RAW RECORDS:
· · ·
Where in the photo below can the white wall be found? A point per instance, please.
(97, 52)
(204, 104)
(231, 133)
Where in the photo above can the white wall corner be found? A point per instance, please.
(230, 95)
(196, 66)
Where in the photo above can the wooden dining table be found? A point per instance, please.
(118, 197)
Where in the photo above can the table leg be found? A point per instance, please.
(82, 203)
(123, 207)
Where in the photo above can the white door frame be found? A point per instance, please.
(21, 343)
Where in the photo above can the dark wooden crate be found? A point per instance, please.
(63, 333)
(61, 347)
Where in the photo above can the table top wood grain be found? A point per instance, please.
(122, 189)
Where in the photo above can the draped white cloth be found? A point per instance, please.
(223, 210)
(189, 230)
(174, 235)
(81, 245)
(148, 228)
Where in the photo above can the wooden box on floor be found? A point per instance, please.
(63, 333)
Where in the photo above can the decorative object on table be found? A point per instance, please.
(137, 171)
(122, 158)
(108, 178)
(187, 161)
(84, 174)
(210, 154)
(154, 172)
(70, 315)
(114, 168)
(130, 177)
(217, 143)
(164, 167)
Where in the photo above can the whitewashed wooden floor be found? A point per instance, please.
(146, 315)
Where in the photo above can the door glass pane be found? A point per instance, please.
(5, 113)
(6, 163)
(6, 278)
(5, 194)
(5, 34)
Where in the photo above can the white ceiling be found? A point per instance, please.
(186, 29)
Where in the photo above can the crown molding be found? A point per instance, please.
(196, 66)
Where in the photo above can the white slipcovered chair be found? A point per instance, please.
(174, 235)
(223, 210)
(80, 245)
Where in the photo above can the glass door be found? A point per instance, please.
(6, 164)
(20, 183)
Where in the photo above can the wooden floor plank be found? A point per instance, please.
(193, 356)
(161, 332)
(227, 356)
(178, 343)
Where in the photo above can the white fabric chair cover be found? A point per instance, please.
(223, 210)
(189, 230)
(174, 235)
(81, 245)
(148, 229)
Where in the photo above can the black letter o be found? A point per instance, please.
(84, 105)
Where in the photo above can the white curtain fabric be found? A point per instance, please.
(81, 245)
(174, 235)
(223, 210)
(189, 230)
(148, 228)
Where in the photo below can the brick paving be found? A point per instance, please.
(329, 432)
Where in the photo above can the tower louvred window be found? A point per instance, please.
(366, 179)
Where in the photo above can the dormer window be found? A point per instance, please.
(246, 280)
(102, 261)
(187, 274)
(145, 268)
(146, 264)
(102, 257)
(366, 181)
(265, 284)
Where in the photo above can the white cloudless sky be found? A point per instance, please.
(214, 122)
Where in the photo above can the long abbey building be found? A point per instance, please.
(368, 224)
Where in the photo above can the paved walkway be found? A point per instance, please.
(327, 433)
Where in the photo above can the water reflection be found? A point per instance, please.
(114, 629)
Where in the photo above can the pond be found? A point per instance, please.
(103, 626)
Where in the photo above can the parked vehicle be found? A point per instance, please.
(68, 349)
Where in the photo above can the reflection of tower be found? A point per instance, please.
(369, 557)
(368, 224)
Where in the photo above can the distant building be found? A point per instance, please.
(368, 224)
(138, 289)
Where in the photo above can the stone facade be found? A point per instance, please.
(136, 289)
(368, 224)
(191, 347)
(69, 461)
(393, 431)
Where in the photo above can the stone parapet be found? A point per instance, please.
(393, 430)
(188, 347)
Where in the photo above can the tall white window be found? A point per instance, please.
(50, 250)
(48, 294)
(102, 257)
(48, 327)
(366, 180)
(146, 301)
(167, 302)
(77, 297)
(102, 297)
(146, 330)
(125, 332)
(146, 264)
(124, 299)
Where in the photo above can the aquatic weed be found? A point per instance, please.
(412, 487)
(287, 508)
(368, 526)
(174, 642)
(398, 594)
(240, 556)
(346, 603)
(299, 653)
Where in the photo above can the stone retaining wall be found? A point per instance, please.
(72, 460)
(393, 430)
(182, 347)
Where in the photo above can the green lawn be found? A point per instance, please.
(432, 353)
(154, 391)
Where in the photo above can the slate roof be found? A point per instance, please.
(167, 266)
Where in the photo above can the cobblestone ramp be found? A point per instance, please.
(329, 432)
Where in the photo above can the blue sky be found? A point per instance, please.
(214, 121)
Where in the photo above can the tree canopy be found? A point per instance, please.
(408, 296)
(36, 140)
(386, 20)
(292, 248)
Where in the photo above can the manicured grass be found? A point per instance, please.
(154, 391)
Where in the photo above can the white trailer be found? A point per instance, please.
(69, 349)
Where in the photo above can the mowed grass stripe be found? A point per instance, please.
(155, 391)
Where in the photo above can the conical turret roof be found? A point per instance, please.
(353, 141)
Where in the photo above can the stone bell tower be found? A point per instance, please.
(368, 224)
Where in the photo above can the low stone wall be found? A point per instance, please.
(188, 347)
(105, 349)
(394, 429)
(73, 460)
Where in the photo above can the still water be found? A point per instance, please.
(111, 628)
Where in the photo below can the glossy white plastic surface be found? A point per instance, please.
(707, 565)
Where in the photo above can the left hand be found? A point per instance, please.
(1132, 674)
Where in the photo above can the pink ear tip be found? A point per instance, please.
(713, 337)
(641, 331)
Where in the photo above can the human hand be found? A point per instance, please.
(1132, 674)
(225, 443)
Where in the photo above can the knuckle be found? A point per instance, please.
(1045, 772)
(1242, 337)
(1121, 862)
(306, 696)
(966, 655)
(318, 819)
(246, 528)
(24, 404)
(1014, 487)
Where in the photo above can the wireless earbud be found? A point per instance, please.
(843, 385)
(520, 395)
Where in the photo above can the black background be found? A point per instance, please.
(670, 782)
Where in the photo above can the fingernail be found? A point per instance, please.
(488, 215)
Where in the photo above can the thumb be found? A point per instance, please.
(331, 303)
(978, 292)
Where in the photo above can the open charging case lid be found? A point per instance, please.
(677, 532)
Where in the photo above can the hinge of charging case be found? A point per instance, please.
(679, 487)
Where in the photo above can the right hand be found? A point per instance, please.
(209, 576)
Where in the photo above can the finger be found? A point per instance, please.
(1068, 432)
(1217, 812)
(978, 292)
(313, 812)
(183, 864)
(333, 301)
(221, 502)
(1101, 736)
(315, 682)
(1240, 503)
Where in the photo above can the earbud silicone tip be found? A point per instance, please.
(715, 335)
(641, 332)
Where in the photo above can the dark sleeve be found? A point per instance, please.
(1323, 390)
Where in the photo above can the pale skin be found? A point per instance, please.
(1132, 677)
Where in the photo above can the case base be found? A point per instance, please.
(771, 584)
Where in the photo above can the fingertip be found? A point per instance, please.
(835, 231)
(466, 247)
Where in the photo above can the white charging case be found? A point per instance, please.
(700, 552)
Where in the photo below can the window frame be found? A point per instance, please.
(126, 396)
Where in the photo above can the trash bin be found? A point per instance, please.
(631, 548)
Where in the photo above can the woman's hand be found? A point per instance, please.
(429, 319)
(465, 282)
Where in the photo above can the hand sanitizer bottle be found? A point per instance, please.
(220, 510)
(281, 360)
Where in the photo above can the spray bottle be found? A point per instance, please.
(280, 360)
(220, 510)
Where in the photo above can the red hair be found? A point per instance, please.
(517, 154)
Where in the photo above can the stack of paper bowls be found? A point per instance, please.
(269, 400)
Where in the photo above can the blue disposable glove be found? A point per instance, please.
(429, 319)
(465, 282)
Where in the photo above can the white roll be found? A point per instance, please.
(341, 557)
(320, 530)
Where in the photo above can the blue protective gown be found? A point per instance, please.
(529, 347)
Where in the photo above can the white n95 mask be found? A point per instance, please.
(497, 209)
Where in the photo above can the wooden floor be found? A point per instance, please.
· · ·
SET TASK: Print all of the records above again, word for word and line for line.

RESPONSE BELOW:
Where in the photo below can the white wall be found? A point per instance, please.
(97, 52)
(204, 104)
(231, 133)
Where in the photo above can the white wall corner be found? A point per instance, please.
(230, 95)
(196, 66)
Where in the photo above can the wooden dining table be found? A point per instance, please.
(118, 197)
Where in the photo above can the table leg be found? A point per instance, please.
(82, 203)
(123, 207)
Where in the photo above can the white door frame be found? A point per instance, please.
(21, 343)
Where in the photo above can the dark wooden crate be found? A point per instance, please.
(63, 333)
(61, 347)
Where in the photo above can the table top wood grain be found? A point per instance, please.
(122, 189)
Where in the photo above can the draped white cloth be found? A point per instance, please.
(223, 210)
(189, 230)
(174, 235)
(81, 245)
(148, 228)
Where in the photo above can the wooden box on floor be found? A point per instance, please.
(63, 333)
Where in the photo above can the decorative object on table be found? A point per instance, please.
(137, 171)
(122, 158)
(108, 178)
(187, 161)
(84, 174)
(210, 154)
(154, 172)
(70, 315)
(114, 168)
(130, 177)
(217, 143)
(164, 167)
Where in the photo above can the whitewashed wooden floor be found? A point per instance, please.
(146, 315)
Where in the photo above can the door glass pane be found? A point per instance, please.
(5, 113)
(6, 163)
(6, 278)
(5, 194)
(5, 34)
Where in the photo above can the white ceiling be found? A point per instance, please.
(186, 29)
Where in the photo above can the crown molding be found? A point per instance, please.
(196, 66)
Where in the photo above can the white slipcovered chair be found? A point per instance, please.
(174, 235)
(223, 210)
(80, 245)
Where in the photo above can the glass door be found? A point per instance, please.
(6, 164)
(20, 183)
Where in the photo above can the wooden floor plank be found? A point per instance, please.
(193, 356)
(161, 332)
(227, 356)
(178, 343)
Where in the photo above can the white fabric chair cover be found? A point per instance, please.
(223, 210)
(189, 230)
(174, 235)
(81, 245)
(148, 229)
Where in the photo above can the black letter o be found? A point per instance, please.
(84, 105)
Where in the photo above can the white curtain fabric be found? A point per instance, please.
(81, 245)
(174, 235)
(223, 210)
(189, 230)
(148, 228)
Where in the photo below can the brick paving be found? A point per instance, please.
(329, 432)
Where in the photo above can the tower louvred window be found? A point per instance, please.
(366, 179)
Where in the photo above can the dormer window be found? A point per instance, please.
(246, 280)
(102, 261)
(187, 274)
(145, 268)
(146, 264)
(102, 257)
(366, 181)
(265, 284)
Where in the photo above can the white cloudless sky be found? A point per instance, please.
(214, 122)
Where in the photo above can the long abbey building be found? A point per instance, please.
(368, 224)
Where in the photo above can the paved walkway be found? A point per instance, please.
(327, 433)
Where in the photo above can the water reflection be found? A point per instance, please.
(114, 629)
Where in the photo above can the pond be found? A point per instance, please.
(103, 626)
Where in the photo above can the parked vehicle be found? A point per instance, please.
(68, 349)
Where in the photo above can the reflection of tower be found? A point per instance, please.
(369, 557)
(368, 224)
Where in the photo above can the distant building be found? A point per instance, please.
(368, 224)
(138, 289)
Where in the photo above can the stone facade be found? A point per instance, please.
(136, 289)
(368, 224)
(191, 347)
(69, 461)
(393, 431)
Where in the photo above can the stone parapet be found? A point per instance, please.
(393, 430)
(188, 347)
Where in the photo above can the tall white window be found? A point per instance, please.
(50, 250)
(48, 294)
(102, 257)
(48, 327)
(366, 180)
(146, 301)
(167, 302)
(77, 297)
(102, 297)
(146, 330)
(125, 332)
(146, 264)
(124, 299)
Where in the photo above can the aquatic weed be found? A point per instance, please.
(412, 487)
(287, 508)
(368, 526)
(174, 642)
(398, 594)
(240, 556)
(346, 603)
(299, 653)
Where in the photo above can the stone retaining wall be found? A point per instance, please.
(72, 460)
(393, 430)
(182, 347)
Where in the photo above can the green lawn be found? A point per instance, please.
(432, 353)
(154, 391)
Where in the photo above can the slate roof be found? A point per instance, please.
(167, 266)
Where in the photo above can the cobblestone ramp be found? A point per instance, please.
(329, 432)
Where in the photo above can the blue sky be found? A point per instance, please.
(214, 121)
Where in the photo above can the tree canopy be found? A point per instance, please.
(408, 296)
(36, 140)
(386, 20)
(292, 248)
Where in the photo above can the manicured grass be found? A point per instance, please.
(154, 391)
Where in the photo above can the white trailer be found? A point per instance, please.
(69, 349)
Where in the photo above can the mowed grass stripe be found? A point per instance, please.
(155, 391)
Where in the photo above can the conical turret roof be found? A point per instance, please.
(353, 141)
Where in the photo above can the stone bell tower be found? A point per instance, please.
(368, 224)
Where in the photo above can the low stone wall be found? A point per instance, please.
(188, 347)
(105, 349)
(394, 429)
(73, 460)
Where in the photo above can the still water be found? A point per instance, please.
(111, 628)
Where in the photo below can the glossy white plastic surface be found? A point per instance, please.
(707, 565)
Where in the photo above can the left hand be found? A point per instance, please.
(1132, 674)
Where in the photo above can the pink ear tip be found? A point per instance, please.
(713, 337)
(641, 331)
Where in the photo above can the human hand be found? A point per instance, please.
(1132, 674)
(225, 443)
Where in the photo above can the knuckle be found? A point per instance, please.
(1045, 772)
(1242, 337)
(1121, 862)
(306, 696)
(966, 655)
(318, 819)
(246, 528)
(24, 404)
(1014, 487)
Where in the photo above can the wireless earbud be found? A point per instance, please.
(843, 385)
(520, 395)
Where in the photo above can the black background be found? A point per instance, please.
(670, 782)
Where in the photo above can the fingernail be found? A point per instance, please.
(488, 215)
Where in the photo above can the thumb be found? A point per instance, please.
(331, 303)
(978, 292)
Where in the photo above can the open charging case lid be found? A point per instance, please.
(677, 532)
Where in the photo above can the hinge of charging case be found? A point per instance, please.
(679, 487)
Where in the photo above can the right hand be found? A point per instance, please.
(209, 576)
Where in the photo above can the finger be found? A point per instance, please.
(1068, 432)
(1217, 812)
(978, 292)
(313, 812)
(183, 864)
(333, 301)
(221, 502)
(1101, 736)
(315, 682)
(1240, 503)
Where in the photo above can the earbud silicone tip be found? A point per instance, please.
(715, 335)
(641, 332)
Where in the photo above can the dark sleeve be found? A point per instance, please.
(1323, 390)
Where in the photo above can the pale skin be found? A point per instance, please.
(1132, 677)
Where in the photo above can the case base be found? A point per instance, please.
(771, 584)
Where in the photo above can the fingertip be found? A point per instance, please.
(835, 231)
(466, 247)
Where in the photo above can the white charging case be found? A point per instance, please.
(700, 552)
Where in the photo below can the window frame be found? A point per instance, please.
(126, 396)
Where in the photo above can the trash bin be found? A point per instance, please.
(631, 548)
Where in the photo above can the woman's hand be found? A point per instance, please.
(429, 319)
(465, 282)
Where in the photo above can the hand sanitizer bottle be found? A point per instance, please.
(220, 510)
(281, 360)
Where in the photo above can the spray bottle be found? A point per instance, please.
(280, 360)
(220, 510)
Where in the photo above can the red hair be found? A point per instance, please.
(517, 154)
Where in the photo above can the stack of paper bowls be found? A point per instance, please.
(269, 400)
Where in the photo above can the blue disposable glove be found? A point per instance, please.
(429, 319)
(465, 282)
Where in the photo above can the white roll be found? A point per instance, please.
(341, 557)
(320, 530)
Where in the photo above can the blue protective gown be found? A point per instance, please.
(529, 347)
Where in the photo above can the white n95 mask be found? A point per instance, please.
(497, 209)
Where in the photo above can the wooden floor be found? A point per instance, please.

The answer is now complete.